◆ Extracted text:
Begin
I think the right hon. Gentleman must know what the procedure is in these cases. I have always understood the Clerk of the Council summons all the Members. At any rate, no selections were made by me.


If the right hon. Gentleman will look back on the transaction he will find that only those were summoned who would carry out the views of the Executive. Had the Privy Council at large been summoned he would not have found himself in a majority on that occasion. The Privy Council in Ireland could not interfere, as the Prime Minister fears it might, with the new Constitution; and as there is no danger in leaving out the words, what is to be gained by retaining them? If we leave in the words we should, in the first place, make it possible for the Irish Legislature to make such provision with regard to these offices that the Irish Administration would not be under the control of the Irish Legislature, while a second objection to the words is that they unduly restrict the choice of the Crown. No such restriction is placed on the Crown in England. Why should it exist in Ireland? It appears to me that the proposal is perfectly unnecessary and wholly illusory. It may be that the Government think the Irish Legislature would have more complete control over the Executive if the Members of it hold office at its will, and are paid by it. If you carry these words, it would be possible for the Lord Lieutenant to say, "Mr. So-and-so shall be Chancellor of the Exchequer for Ireland. You may refuse to give him a salary, but Chancellor of the Exchequer he will remain, and he can do without the salary." That you cannot help. I say you cannot, by these words, add any strength to the Irish Assembly, and you restrict the choice of the Crown, causing great inconvenience, which I am sure no one will have the hardihood to say will not occur.

MR. ROBY (Lancashire, S.E., Eccles)

said, he would interpose in the discussion for a few minutes, as he deemed himself competent to offer an opinion on the matter before the Committee. The Leader of the Opposition had referred again to what he said last night—namely, that the word" or "in the sentence was absurd and nonsense. If the right hon. Gentleman consulted any English dictionary—


What I said to-day was, that if you insert the words "Her Majesty may from time to time think fit, or," you do necessarily have two concurrent Bodies dealing with the subject-matter.
End
(Pointing entries for labeled objects)
Begin
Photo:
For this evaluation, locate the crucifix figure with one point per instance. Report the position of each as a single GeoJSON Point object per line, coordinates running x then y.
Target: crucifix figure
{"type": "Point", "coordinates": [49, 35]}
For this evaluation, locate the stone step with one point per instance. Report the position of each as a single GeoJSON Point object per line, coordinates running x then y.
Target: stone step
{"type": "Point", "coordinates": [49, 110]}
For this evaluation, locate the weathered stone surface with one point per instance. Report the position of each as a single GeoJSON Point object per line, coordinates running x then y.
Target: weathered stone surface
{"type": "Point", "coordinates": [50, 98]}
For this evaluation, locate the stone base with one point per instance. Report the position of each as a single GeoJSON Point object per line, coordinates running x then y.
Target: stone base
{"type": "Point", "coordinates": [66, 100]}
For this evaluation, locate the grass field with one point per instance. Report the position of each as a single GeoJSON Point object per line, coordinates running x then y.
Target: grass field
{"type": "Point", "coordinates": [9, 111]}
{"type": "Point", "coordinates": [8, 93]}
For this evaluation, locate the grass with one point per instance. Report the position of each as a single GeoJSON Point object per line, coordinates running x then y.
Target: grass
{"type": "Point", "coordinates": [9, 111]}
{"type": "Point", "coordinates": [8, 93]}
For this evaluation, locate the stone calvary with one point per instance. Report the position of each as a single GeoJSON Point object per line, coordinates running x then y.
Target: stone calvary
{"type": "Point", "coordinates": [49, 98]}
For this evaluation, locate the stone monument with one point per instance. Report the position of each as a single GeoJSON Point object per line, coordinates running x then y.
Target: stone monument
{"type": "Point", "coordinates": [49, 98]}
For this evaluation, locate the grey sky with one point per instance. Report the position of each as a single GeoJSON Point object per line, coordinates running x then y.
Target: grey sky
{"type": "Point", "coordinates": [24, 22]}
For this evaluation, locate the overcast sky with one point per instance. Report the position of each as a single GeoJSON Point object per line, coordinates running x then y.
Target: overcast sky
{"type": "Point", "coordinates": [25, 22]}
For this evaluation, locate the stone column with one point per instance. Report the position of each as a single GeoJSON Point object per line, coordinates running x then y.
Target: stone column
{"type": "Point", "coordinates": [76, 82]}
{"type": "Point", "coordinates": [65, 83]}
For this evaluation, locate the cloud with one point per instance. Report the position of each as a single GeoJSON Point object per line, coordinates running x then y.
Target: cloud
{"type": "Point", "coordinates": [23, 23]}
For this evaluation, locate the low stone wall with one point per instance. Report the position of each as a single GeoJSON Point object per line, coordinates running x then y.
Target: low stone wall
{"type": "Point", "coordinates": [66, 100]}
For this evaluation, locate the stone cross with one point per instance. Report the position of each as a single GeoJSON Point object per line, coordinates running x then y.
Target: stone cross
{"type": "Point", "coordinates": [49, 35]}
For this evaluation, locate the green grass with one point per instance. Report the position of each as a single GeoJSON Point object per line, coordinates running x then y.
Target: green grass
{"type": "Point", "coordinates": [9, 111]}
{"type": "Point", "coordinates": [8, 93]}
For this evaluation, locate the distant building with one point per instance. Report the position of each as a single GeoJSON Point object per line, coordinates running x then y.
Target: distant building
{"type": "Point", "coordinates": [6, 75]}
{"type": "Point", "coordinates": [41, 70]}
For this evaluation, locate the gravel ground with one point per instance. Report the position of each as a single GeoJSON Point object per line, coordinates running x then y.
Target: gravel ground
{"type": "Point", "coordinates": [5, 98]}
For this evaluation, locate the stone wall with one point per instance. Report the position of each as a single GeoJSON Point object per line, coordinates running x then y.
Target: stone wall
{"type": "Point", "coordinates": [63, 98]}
End
◆ Problem to solve: Extend the parliamentary debate on the Irish Executive past its final sentence, carrying on the exchange in the same style.

◆ Reply:
said, he would deal with that argument later on. The word "or" was capable of several different applications. The word in the present instance clearly meant to give another of two possible cases. They had one case given in the first part of the phrase, and another case given in the second part. The right hon. Gentleman had stated that the insertion of the words "from time to time" necessarily altered the sense into nonsense. In his opinion, the words did no such thing. The subsection declared "There shall be, as Her Majesty may think fit from time to time." That might go on for years. Clearly, the words "from time to time" were perfectly right. Then the sub-section went on: "or as may be directed by Irish Act." An Irish Act dealing with this question might deal with it in one of two ways. It might deal with it as a purely temporary arrangement. In that case the Act would provide, or leave it to be assumed, that Her Majesty's powers would revert after the particular time specified in the Act had expired. But the more probable case was that the Irish Act, in dealing with the question, would distinctly declare that it was a final arrangement, at least until altered by another Irish Act. Therefore, he was unable to understand why lawyer after lawyer got up and treated an Act of Parliament as an instrument of such singularly little efficacy as to doubt whether it was supreme or not. He thought the Act would over-rule and prevent for the future the exercise of that power by Her Majesty. It therefore seemed to him that the sub-section was not only perfectly grammatical, but perfect common-sense, and that it would be so upheld in the Courts of Law. When they proposed to give a Parliament to Ireland, with powers necessary to discharge its duties, it was desirable that they should get the power, whether they exercised it or not, to deal with this question of the constitution of a Cabinet.

MR. MACARTNEY (Antrim, S.)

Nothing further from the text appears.